> [SHORT EXERCISE]: From the line containing "Task: place one keypoint per instance of the grass embankment" down to the last line of the material, return those lines verbatim and only those.

************

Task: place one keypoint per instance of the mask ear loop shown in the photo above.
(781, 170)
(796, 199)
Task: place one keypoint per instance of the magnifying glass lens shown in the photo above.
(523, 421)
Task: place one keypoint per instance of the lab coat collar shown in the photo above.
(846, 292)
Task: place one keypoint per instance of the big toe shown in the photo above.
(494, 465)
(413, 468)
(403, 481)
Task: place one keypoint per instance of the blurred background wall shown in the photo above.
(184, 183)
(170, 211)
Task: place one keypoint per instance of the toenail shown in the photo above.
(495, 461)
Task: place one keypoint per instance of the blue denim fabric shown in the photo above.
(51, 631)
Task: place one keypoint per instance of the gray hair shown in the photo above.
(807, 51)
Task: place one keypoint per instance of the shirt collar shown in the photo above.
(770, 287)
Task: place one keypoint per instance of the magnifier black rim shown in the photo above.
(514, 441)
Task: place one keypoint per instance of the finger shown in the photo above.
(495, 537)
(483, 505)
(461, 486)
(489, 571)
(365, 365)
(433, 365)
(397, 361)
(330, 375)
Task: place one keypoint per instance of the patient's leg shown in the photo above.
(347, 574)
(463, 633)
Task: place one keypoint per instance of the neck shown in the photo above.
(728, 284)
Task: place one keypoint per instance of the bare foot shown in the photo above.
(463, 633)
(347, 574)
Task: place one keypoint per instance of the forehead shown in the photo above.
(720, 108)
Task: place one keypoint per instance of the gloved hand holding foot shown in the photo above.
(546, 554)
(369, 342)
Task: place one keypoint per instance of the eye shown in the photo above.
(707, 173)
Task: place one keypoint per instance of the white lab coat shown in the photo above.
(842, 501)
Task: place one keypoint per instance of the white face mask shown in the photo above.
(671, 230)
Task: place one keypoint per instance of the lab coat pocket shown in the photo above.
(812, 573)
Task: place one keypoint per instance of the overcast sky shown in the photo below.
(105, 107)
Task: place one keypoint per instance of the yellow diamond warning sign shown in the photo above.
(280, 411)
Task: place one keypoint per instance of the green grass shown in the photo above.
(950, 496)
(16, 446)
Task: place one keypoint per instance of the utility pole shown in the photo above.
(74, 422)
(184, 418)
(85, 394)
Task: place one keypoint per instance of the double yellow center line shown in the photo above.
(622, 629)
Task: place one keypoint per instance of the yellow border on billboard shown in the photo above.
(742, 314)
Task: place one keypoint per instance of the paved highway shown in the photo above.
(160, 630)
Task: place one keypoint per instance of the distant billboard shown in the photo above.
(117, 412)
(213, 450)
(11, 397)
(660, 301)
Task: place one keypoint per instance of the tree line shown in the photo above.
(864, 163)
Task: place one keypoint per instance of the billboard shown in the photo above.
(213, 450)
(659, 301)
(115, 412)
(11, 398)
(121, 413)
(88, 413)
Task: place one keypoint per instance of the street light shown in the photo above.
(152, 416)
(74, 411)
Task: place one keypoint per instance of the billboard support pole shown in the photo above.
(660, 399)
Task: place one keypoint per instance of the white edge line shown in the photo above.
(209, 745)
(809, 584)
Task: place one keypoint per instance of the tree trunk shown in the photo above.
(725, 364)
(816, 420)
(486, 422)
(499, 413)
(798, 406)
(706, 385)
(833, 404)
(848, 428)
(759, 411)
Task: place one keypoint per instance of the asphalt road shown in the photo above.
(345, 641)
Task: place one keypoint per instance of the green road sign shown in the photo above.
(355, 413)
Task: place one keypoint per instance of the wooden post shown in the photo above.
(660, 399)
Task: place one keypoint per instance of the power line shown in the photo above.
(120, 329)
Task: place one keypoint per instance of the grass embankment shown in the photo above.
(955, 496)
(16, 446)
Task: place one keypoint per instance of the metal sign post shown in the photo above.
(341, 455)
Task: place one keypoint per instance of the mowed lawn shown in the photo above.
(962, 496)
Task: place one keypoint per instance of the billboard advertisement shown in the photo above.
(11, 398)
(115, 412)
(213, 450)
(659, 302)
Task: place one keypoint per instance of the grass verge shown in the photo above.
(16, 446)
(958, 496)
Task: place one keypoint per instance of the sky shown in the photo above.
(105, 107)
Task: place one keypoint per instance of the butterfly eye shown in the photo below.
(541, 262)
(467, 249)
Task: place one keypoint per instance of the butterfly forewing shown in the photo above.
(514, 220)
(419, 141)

************

> [THE OUTPUT]:
Task: place one keypoint per instance of the grass embankment shown in the photo above.
(955, 496)
(16, 446)
Task: place one keypoint per instance of the metal sign post shown in the photo above.
(341, 455)
Task: place one keypoint per instance of the mowed lawn shown in the photo above.
(962, 496)
Task: place one keypoint per instance of the billboard advertisement shown in the photo above.
(11, 398)
(115, 412)
(213, 450)
(659, 302)
Task: place one keypoint per instance of the grass verge shown in the photo above.
(16, 446)
(958, 496)
Task: place one keypoint per instance of the sky shown in the photo above.
(105, 107)
Task: place one keypoint per instance of the butterfly eye shown in the photo below.
(541, 262)
(467, 249)
Task: place one keypoint per instance of the butterfly forewing shown in the photo above.
(514, 220)
(419, 141)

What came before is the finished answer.